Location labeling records
______
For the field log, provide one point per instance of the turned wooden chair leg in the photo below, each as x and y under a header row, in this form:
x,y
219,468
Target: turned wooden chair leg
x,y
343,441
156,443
______
Rewrite every line of the material above, replacing each occurrence of "chair leg" with "table leg" and changing nothing else.

▸ Expected answer:
For the field log, provide one point per instance of the turned wooden table leg in the photo below, each as x and y under a header row, in this form:
x,y
219,468
Target: turned wooden table leg
x,y
343,441
156,443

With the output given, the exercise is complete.